**Short problem**
Quote all of the data below word for word, leaving out the pictures.

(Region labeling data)
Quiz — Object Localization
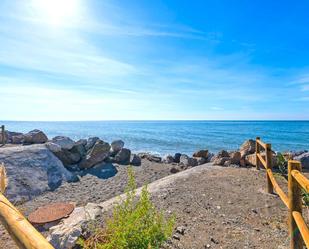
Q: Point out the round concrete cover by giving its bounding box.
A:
[28,202,74,224]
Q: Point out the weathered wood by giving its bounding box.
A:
[255,137,260,170]
[265,144,274,194]
[1,125,6,145]
[267,169,289,208]
[0,193,54,249]
[292,211,309,248]
[291,170,309,192]
[288,161,303,249]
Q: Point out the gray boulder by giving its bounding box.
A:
[174,153,181,163]
[179,154,197,167]
[130,154,142,166]
[193,150,208,158]
[79,140,111,169]
[111,140,124,154]
[114,148,131,165]
[239,139,255,158]
[294,152,309,169]
[163,155,174,164]
[85,137,100,150]
[23,129,48,144]
[0,144,75,203]
[52,136,75,150]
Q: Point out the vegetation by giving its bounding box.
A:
[80,168,175,249]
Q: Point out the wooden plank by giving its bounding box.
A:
[291,170,309,192]
[0,193,54,249]
[267,169,289,208]
[292,211,309,248]
[257,154,266,169]
[256,139,266,150]
[288,161,303,249]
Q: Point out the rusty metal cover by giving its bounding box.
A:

**Finished task**
Quiz — Object Localization
Q: Point out the round concrete cover by giving its bounding box.
A:
[28,202,74,224]
Q: Point out the weathered wood by giving its bounding box.
A:
[255,137,260,170]
[265,144,274,194]
[1,125,6,145]
[267,169,289,208]
[0,193,54,249]
[292,211,309,248]
[291,170,309,192]
[288,161,303,249]
Q: Point out the gray boulder by giving its bounding box.
A:
[174,153,181,163]
[179,154,197,167]
[130,154,142,166]
[193,150,208,158]
[79,140,111,169]
[111,140,124,154]
[114,148,131,165]
[239,139,255,158]
[294,152,309,169]
[163,155,174,164]
[85,137,100,150]
[23,129,48,144]
[0,144,75,203]
[52,136,75,150]
Q: Point out the vegetation by giving its bounding box.
A:
[80,168,175,249]
Q: Point out the wooden plank by giving its bounding box.
A:
[291,170,309,192]
[0,193,54,249]
[267,169,289,208]
[292,211,309,248]
[257,154,266,169]
[256,139,266,150]
[288,161,303,249]
Q: Point out the rusty metal cover by giving its bounding box.
A:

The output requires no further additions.